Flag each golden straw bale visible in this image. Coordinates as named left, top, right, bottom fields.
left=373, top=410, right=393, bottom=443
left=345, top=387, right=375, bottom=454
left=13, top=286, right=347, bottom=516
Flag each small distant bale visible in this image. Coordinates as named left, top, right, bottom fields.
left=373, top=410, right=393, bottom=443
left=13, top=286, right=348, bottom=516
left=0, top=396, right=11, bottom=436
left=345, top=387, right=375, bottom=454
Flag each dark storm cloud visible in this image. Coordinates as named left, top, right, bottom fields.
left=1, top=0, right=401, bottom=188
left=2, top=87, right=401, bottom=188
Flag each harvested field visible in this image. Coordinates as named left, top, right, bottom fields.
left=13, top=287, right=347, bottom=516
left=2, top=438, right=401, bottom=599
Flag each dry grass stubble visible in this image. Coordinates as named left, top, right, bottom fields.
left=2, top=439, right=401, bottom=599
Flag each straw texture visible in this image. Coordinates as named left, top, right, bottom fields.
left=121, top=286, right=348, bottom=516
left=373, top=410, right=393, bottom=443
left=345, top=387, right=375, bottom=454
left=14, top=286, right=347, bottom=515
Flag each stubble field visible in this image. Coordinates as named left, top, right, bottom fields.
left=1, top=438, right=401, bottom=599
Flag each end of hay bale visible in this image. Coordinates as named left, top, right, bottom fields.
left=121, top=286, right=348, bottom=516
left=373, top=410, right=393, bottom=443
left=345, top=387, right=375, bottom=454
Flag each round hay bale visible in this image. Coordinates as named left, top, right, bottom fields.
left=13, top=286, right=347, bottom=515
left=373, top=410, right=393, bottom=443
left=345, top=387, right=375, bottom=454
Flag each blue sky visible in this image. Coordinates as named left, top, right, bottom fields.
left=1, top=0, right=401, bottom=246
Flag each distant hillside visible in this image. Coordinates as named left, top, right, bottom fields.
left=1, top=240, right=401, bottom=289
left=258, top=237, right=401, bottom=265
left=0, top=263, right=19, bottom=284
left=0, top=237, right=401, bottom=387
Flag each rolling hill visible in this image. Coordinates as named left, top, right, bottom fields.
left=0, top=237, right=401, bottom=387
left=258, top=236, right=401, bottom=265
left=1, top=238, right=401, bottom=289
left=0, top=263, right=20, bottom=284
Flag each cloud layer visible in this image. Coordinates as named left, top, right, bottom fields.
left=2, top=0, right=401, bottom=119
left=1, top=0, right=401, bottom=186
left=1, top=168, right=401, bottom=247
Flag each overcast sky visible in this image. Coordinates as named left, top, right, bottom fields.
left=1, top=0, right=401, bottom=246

→ **WORK INSTRUCTION**: The line containing "Flag each rolling" marks where to begin; the last line of the records marks where to stop. Copy both and all between, exactly.

→ **WRITTEN REPLY**:
Flag each rolling hill visible in this image. Coordinates as named left, top, right, bottom fields.
left=0, top=237, right=401, bottom=387
left=258, top=236, right=401, bottom=265
left=1, top=238, right=401, bottom=289
left=0, top=263, right=20, bottom=284
Flag each cloud layer visible in this image. Coordinates as named left, top, right, bottom fields.
left=2, top=0, right=401, bottom=119
left=1, top=0, right=401, bottom=186
left=1, top=168, right=401, bottom=247
Flag each overcast sky visible in this image. Coordinates as named left, top, right, bottom fields.
left=1, top=0, right=401, bottom=246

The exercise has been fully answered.